== TEXTO DA PÁGINA

Em contraponto, Alonço et al. (2007) mencionam que o conhecimento sobre o significado que possuem os símbolos gráficos utilizados para caracterizar comandos e controles de máquinas agrícolas é bastante reduzido por parte dos principais envolvidos no processo.


 Os controles e instrumentos devem ser localizados de forma que os braços alcancem dentro de seu raio normal de ação, sem a necessidade do operador curvar o dorso ou deslocar o corpo, evitando-se fadiga e maior tempo na execução das tarefas. Já os comandos movimentados pelas pernas podem ser de maior exigência de força, devendo ser observada a posição ideal que permita esta movimentação exata. Por fim, os instrumentos do painel devem ser localizados dentro do raio normal de visão do operador, de modo que as informações atraiam a visão do operador e sejam de fácil entendimento (LOPES, 2016).


Além disso, é importante que o operador tenha uma visualização perfeita de todo o campo de trabalho, não havendo interferência por vidros embaçados, obstruídos por telas estreitas, braços e mangueiras hidráulicos e limpador de para-brisas, permitindo a realização de um trabalho com conforto, seguro e produtivo (LOPES, 2016).


Ainda, é mencionado para que haja um menor índice de acidentes, melhor qualidade, maior conforto, segurança e saúde do operador, torna-se necessário que as condições de iluminação, clima, ruído, vibração, gases e poeiras estejam dentro de padrões recomendados, é imprescindível que sejam avaliadas as condições do ambiente de trabalho (LOPES, 2016). Estas, têm grande efeito sobre o rendimento do trabalho, principalmente na execução de um trabalho contínuo.

====
== MATERIAL FORNECIDO

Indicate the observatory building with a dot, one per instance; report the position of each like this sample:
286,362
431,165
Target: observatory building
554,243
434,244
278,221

====
== MATERIAL FORNECIDO

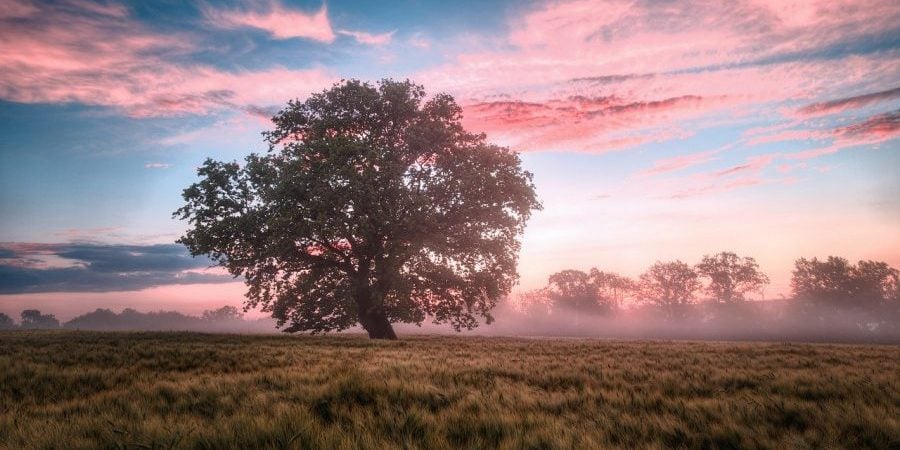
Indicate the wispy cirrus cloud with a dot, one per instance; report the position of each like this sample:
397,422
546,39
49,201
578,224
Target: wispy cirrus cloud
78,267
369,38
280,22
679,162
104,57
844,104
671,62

====
== MATERIAL FORNECIDO

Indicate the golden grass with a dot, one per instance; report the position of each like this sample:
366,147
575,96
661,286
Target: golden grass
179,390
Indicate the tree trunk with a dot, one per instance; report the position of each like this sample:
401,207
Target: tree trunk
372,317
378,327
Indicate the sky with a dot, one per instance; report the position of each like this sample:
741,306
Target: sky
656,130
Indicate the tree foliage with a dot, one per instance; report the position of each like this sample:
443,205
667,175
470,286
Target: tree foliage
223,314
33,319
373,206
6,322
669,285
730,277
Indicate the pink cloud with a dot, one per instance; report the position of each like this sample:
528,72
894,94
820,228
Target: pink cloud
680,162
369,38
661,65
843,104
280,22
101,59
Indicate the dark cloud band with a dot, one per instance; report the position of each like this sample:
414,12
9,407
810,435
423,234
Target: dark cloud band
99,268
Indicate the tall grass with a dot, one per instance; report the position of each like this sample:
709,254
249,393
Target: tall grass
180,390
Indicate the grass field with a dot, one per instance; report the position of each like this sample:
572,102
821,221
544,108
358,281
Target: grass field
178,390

====

ENUNCIADO: Transcreva fielmente o trecho do texto sobre a ergonomia de máquinas agrícolas, de "Além disso, é" até "um trabalho contínuo.". O material forma um conjunto à parte, separado do texto.

ÁREA DE RESPOSTA:
Além disso, é importante que o operador tenha uma visualização perfeita de todo o campo de trabalho, não havendo interferência por vidros embaçados, obstruídos por telas estreitas, braços e mangueiras hidráulicos e limpador de para-brisas, permitindo a realização de um trabalho com conforto, seguro e produtivo (LOPES, 2016).


Ainda, é mencionado para que haja um menor índice de acidentes, melhor qualidade, maior conforto, segurança e saúde do operador, torna-se necessário que as condições de iluminação, clima, ruído, vibração, gases e poeiras estejam dentro de padrões recomendados, é imprescindível que sejam avaliadas as condições do ambiente de trabalho (LOPES, 2016). Estas, têm grande efeito sobre o rendimento do trabalho, principalmente na execução de um trabalho contínuo.